AIM OF THE TASK: Number every line in the records below as a list, skipping blank lines and leaving out the pictures.

RECORDED DATA:
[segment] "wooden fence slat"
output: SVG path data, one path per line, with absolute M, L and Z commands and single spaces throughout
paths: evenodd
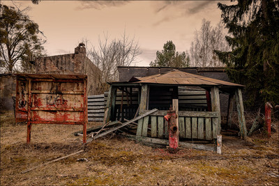
M 197 138 L 199 139 L 204 139 L 204 118 L 198 118 L 197 119 Z
M 165 130 L 165 138 L 169 138 L 169 129 L 167 121 L 164 120 L 164 130 Z
M 142 125 L 142 136 L 147 137 L 147 129 L 148 129 L 148 123 L 149 121 L 149 116 L 145 116 L 144 118 L 144 123 Z
M 211 140 L 211 118 L 205 118 L 205 132 L 206 137 L 205 139 L 206 140 Z
M 186 118 L 186 138 L 191 138 L 191 118 Z
M 151 118 L 151 137 L 157 137 L 157 116 Z
M 192 138 L 197 138 L 197 118 L 192 118 Z
M 164 135 L 164 117 L 158 116 L 158 137 L 163 138 Z
M 142 136 L 143 122 L 144 122 L 144 118 L 139 119 L 137 122 L 137 136 L 139 137 Z
M 179 117 L 179 137 L 185 138 L 186 135 L 185 134 L 184 117 Z
M 213 139 L 217 139 L 218 132 L 218 118 L 212 118 L 212 135 Z

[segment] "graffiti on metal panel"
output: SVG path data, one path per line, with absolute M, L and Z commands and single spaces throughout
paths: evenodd
M 18 100 L 18 107 L 24 108 L 27 104 L 27 101 L 25 100 L 25 92 L 24 92 L 26 90 L 26 83 L 21 82 L 20 87 L 22 88 L 22 90 L 21 90 L 21 96 L 20 97 L 20 99 Z
M 47 95 L 45 97 L 47 101 L 47 104 L 49 105 L 61 105 L 66 103 L 66 100 L 63 98 L 62 95 L 59 94 L 52 94 L 51 95 Z

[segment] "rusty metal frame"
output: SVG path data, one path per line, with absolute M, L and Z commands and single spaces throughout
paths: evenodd
M 70 77 L 70 78 L 69 78 Z M 67 79 L 68 78 L 68 79 Z M 26 81 L 26 86 L 25 86 L 25 91 L 23 90 L 22 87 L 21 87 L 21 84 L 20 83 L 23 82 L 24 79 Z M 81 91 L 69 91 L 68 90 L 63 91 L 57 91 L 56 93 L 52 92 L 51 90 L 50 91 L 36 91 L 32 90 L 32 83 L 33 82 L 65 82 L 65 83 L 82 83 L 83 84 L 83 90 Z M 87 85 L 87 76 L 86 75 L 17 75 L 17 84 L 16 84 L 16 91 L 17 91 L 17 96 L 16 96 L 16 103 L 15 103 L 15 112 L 16 112 L 16 118 L 15 121 L 17 123 L 18 122 L 27 122 L 27 142 L 30 143 L 31 141 L 31 130 L 32 124 L 62 124 L 62 125 L 83 125 L 83 143 L 86 142 L 86 125 L 88 123 L 87 119 L 87 95 L 86 95 L 86 85 Z M 20 90 L 22 88 L 22 91 Z M 22 91 L 22 92 L 20 92 Z M 28 98 L 26 98 L 26 95 L 28 95 Z M 37 96 L 35 95 L 43 95 L 43 94 L 51 94 L 51 93 L 56 93 L 57 95 L 61 95 L 63 98 L 63 95 L 80 95 L 81 100 L 82 102 L 80 103 L 80 107 L 63 107 L 63 105 L 59 105 L 60 106 L 56 107 L 54 105 L 52 107 L 48 107 L 50 105 L 43 105 L 40 106 L 33 106 L 34 104 L 32 102 L 36 102 L 39 100 L 37 99 Z M 22 96 L 22 98 L 20 98 Z M 33 96 L 33 97 L 32 97 Z M 24 100 L 27 98 L 27 100 Z M 22 102 L 27 104 L 24 105 L 23 109 L 21 109 L 20 107 L 20 102 Z M 68 100 L 67 102 L 68 102 Z M 73 102 L 70 102 L 73 104 Z M 50 113 L 54 113 L 55 114 L 64 113 L 64 118 L 66 121 L 58 121 L 58 117 L 55 121 L 51 120 L 47 121 L 46 118 L 40 118 L 39 116 L 35 114 L 36 111 L 43 111 L 45 114 Z M 73 112 L 78 112 L 80 113 L 80 117 L 77 118 L 75 117 L 72 117 L 71 121 L 67 121 L 68 115 Z M 27 116 L 24 114 L 24 113 L 27 114 Z M 55 117 L 54 117 L 55 118 Z

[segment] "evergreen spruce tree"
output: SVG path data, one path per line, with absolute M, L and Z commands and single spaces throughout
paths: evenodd
M 246 86 L 246 106 L 279 104 L 279 1 L 239 0 L 219 3 L 231 52 L 216 51 L 229 77 Z

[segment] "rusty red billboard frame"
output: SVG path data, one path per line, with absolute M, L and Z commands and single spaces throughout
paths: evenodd
M 17 74 L 15 122 L 27 122 L 27 142 L 32 124 L 82 125 L 86 141 L 87 76 Z

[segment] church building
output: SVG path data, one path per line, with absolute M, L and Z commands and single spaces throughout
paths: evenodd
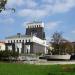
M 46 37 L 43 22 L 27 23 L 25 34 L 6 37 L 6 50 L 18 51 L 20 54 L 46 54 Z

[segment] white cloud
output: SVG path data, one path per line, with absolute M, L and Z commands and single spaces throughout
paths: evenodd
M 14 6 L 22 6 L 23 4 L 24 4 L 24 0 L 8 0 L 6 6 L 14 7 Z
M 41 2 L 39 4 L 39 2 Z M 19 10 L 21 17 L 44 18 L 46 16 L 65 13 L 75 7 L 75 0 L 26 0 L 25 7 Z
M 42 18 L 47 15 L 47 12 L 40 9 L 23 9 L 18 12 L 18 15 L 22 17 Z
M 73 30 L 71 33 L 75 34 L 75 30 Z
M 0 19 L 0 23 L 4 25 L 11 25 L 15 22 L 13 18 L 8 18 L 8 19 Z
M 46 24 L 46 27 L 45 28 L 48 29 L 48 30 L 51 30 L 51 29 L 54 29 L 54 28 L 58 27 L 61 23 L 62 23 L 61 21 L 48 22 Z

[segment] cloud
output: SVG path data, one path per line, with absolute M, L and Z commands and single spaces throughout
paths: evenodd
M 18 11 L 18 16 L 45 18 L 56 13 L 65 13 L 75 7 L 75 0 L 26 0 L 25 7 Z
M 73 30 L 71 33 L 75 34 L 75 30 Z
M 0 19 L 0 23 L 4 25 L 11 25 L 15 22 L 13 18 L 8 18 L 8 19 Z
M 48 29 L 48 30 L 52 30 L 52 29 L 58 27 L 61 23 L 62 23 L 61 21 L 48 22 L 46 24 L 45 28 Z
M 30 18 L 43 18 L 47 15 L 47 12 L 43 9 L 23 9 L 18 12 L 18 15 Z
M 8 0 L 7 7 L 14 7 L 14 6 L 22 6 L 24 5 L 24 0 Z

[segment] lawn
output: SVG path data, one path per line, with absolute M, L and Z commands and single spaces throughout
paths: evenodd
M 0 63 L 0 75 L 75 75 L 75 65 Z

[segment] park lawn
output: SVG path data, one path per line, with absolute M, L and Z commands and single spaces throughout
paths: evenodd
M 75 65 L 0 63 L 0 75 L 75 75 Z

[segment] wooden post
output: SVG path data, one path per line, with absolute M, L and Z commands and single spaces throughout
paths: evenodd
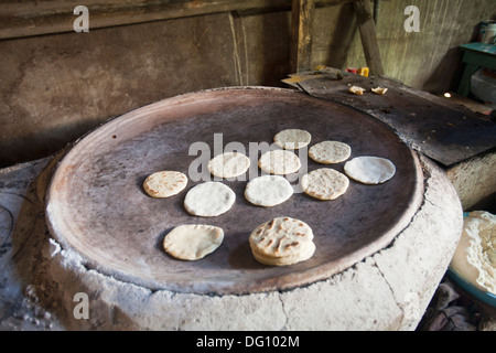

REPLY TO THE EXERCISE:
1. [segment] "wooden fence slat"
2. output: SVG path data, one path per line, with absolute M, L and Z commands and single spaces throughout
3. paths: evenodd
4. M 197 138 L 199 139 L 204 139 L 204 118 L 198 118 L 197 119 Z
5. M 165 130 L 165 138 L 169 138 L 169 129 L 167 121 L 164 120 L 164 130 Z
6. M 142 125 L 142 136 L 147 137 L 147 129 L 148 129 L 148 123 L 149 121 L 149 116 L 145 116 L 144 118 L 144 123 Z
7. M 211 140 L 211 118 L 205 118 L 205 132 L 206 137 L 205 139 L 206 140 Z
8. M 186 118 L 186 138 L 191 138 L 191 118 Z
9. M 151 118 L 151 137 L 157 137 L 157 116 Z
10. M 192 138 L 197 138 L 197 118 L 192 118 Z
11. M 164 135 L 164 117 L 158 116 L 158 137 L 163 138 Z
12. M 142 136 L 143 122 L 144 122 L 144 118 L 139 119 L 137 122 L 137 136 L 139 137 Z
13. M 179 117 L 179 137 L 185 138 L 186 135 L 185 134 L 184 117 Z
14. M 213 139 L 217 139 L 218 132 L 218 118 L 212 118 L 212 135 Z
15. [segment] "graffiti on metal panel"
16. output: SVG path data, one path per line, with absolute M, L and Z commands and single spaces throughout
17. paths: evenodd
18. M 18 100 L 18 107 L 24 108 L 27 104 L 27 101 L 25 100 L 25 92 L 24 92 L 26 90 L 26 83 L 21 82 L 20 87 L 22 88 L 22 90 L 21 90 L 21 96 L 20 97 L 20 99 Z
19. M 47 95 L 45 97 L 47 101 L 47 104 L 49 105 L 61 105 L 66 103 L 66 100 L 63 98 L 62 95 L 59 94 L 52 94 L 51 95 Z
20. [segment] "rusty metal frame"
21. output: SVG path data, one path per line, with absolute M, L and Z commands and single spaces throughout
22. paths: evenodd
23. M 70 77 L 70 78 L 69 78 Z M 67 79 L 68 78 L 68 79 Z M 26 81 L 26 86 L 25 86 L 25 91 L 23 90 L 22 87 L 21 87 L 21 84 L 20 83 L 23 82 L 24 79 Z M 81 91 L 69 91 L 68 90 L 63 91 L 57 91 L 56 93 L 52 92 L 51 90 L 50 91 L 36 91 L 32 90 L 32 83 L 33 82 L 65 82 L 65 83 L 82 83 L 83 84 L 83 90 Z M 87 85 L 87 76 L 86 75 L 17 75 L 17 84 L 16 84 L 16 91 L 17 91 L 17 96 L 16 96 L 16 103 L 15 103 L 15 112 L 16 112 L 16 118 L 15 121 L 17 123 L 18 122 L 27 122 L 27 142 L 30 143 L 31 141 L 31 130 L 32 124 L 62 124 L 62 125 L 83 125 L 83 143 L 86 142 L 86 125 L 88 123 L 87 119 L 87 95 L 86 95 L 86 85 Z M 20 90 L 22 88 L 22 91 Z M 22 91 L 22 92 L 20 92 Z M 28 98 L 26 98 L 26 95 L 28 95 Z M 37 96 L 35 95 L 43 95 L 43 94 L 51 94 L 51 93 L 56 93 L 57 95 L 61 95 L 63 98 L 63 95 L 80 95 L 81 100 L 82 102 L 80 103 L 80 107 L 63 107 L 63 105 L 59 105 L 60 106 L 56 107 L 54 105 L 52 107 L 48 107 L 50 105 L 43 105 L 40 106 L 33 106 L 34 104 L 32 102 L 36 102 L 39 100 L 37 99 Z M 22 96 L 22 98 L 20 98 Z M 33 96 L 33 97 L 32 97 Z M 24 100 L 27 98 L 27 100 Z M 22 102 L 27 104 L 24 105 L 23 109 L 21 109 L 20 107 L 20 102 Z M 68 100 L 67 102 L 68 102 Z M 73 102 L 70 102 L 73 104 Z M 50 113 L 54 113 L 55 114 L 64 113 L 64 118 L 66 121 L 58 121 L 58 117 L 55 121 L 51 120 L 47 121 L 46 118 L 40 118 L 39 116 L 35 114 L 36 111 L 43 111 L 45 114 Z M 73 112 L 78 112 L 80 113 L 80 117 L 77 118 L 75 117 L 72 117 L 71 121 L 67 121 L 68 115 Z M 27 116 L 24 114 L 24 113 L 27 114 Z M 55 117 L 54 117 L 55 118 Z
24. [segment] "evergreen spruce tree"
25. output: SVG path data, one path per line, with absolute M, L and Z commands and single spaces throughout
26. paths: evenodd
27. M 246 86 L 246 106 L 279 104 L 279 1 L 239 0 L 219 3 L 231 52 L 216 51 L 229 77 Z
28. [segment] "rusty red billboard frame"
29. output: SVG path data, one path per line, with absolute M, L and Z commands and single spaces throughout
30. paths: evenodd
31. M 17 74 L 15 122 L 27 122 L 27 142 L 32 124 L 82 125 L 86 141 L 87 76 Z
32. [segment] church building
33. output: SVG path data, one path per line, with absolute M, L and Z commands and single spaces throughout
34. paths: evenodd
35. M 46 37 L 43 22 L 27 23 L 25 34 L 6 37 L 6 50 L 18 51 L 20 54 L 46 54 Z
36. [segment] white cloud
37. output: SVG path data, one path per line, with absolute M, L and Z commands and single spaces throughout
38. paths: evenodd
39. M 14 6 L 22 6 L 23 4 L 24 4 L 24 0 L 8 0 L 6 6 L 14 7 Z
40. M 41 2 L 39 4 L 39 2 Z M 19 10 L 21 17 L 44 18 L 46 16 L 65 13 L 75 7 L 75 0 L 26 0 L 25 7 Z
41. M 42 18 L 47 15 L 47 12 L 40 9 L 23 9 L 18 12 L 18 15 L 22 17 Z
42. M 73 30 L 71 33 L 75 34 L 75 30 Z
43. M 0 19 L 0 23 L 4 25 L 11 25 L 15 22 L 13 18 L 8 18 L 8 19 Z
44. M 46 24 L 46 27 L 45 28 L 48 29 L 48 30 L 51 30 L 51 29 L 54 29 L 54 28 L 58 27 L 61 23 L 62 23 L 61 21 L 48 22 Z
45. [segment] cloud
46. output: SVG path data, one path per line, with absolute M, L and Z commands and single spaces throughout
47. paths: evenodd
48. M 18 11 L 18 16 L 45 18 L 56 13 L 65 13 L 75 7 L 75 0 L 26 0 L 25 7 Z
49. M 73 30 L 71 33 L 75 34 L 75 30 Z
50. M 0 19 L 0 23 L 4 25 L 11 25 L 15 22 L 13 18 L 8 18 L 8 19 Z
51. M 48 29 L 48 30 L 52 30 L 52 29 L 58 27 L 61 23 L 62 23 L 61 21 L 48 22 L 46 24 L 45 28 Z
52. M 30 18 L 43 18 L 47 15 L 47 12 L 43 9 L 23 9 L 18 12 L 18 15 Z
53. M 8 0 L 7 7 L 14 7 L 14 6 L 22 6 L 24 5 L 24 0 Z
54. [segment] lawn
55. output: SVG path data, one path per line, with absolute M, L and Z commands and single spaces throughout
56. paths: evenodd
57. M 0 63 L 0 75 L 75 75 L 75 65 Z
58. [segment] park lawn
59. output: SVG path data, one path per line, with absolute M, L and Z commands and single spaces throughout
60. paths: evenodd
61. M 75 65 L 0 63 L 0 75 L 75 75 Z
62. [segment] wooden post
63. output: SVG path data, one path per line, with absolute M, L and Z commands and single spaces throughout
64. paths: evenodd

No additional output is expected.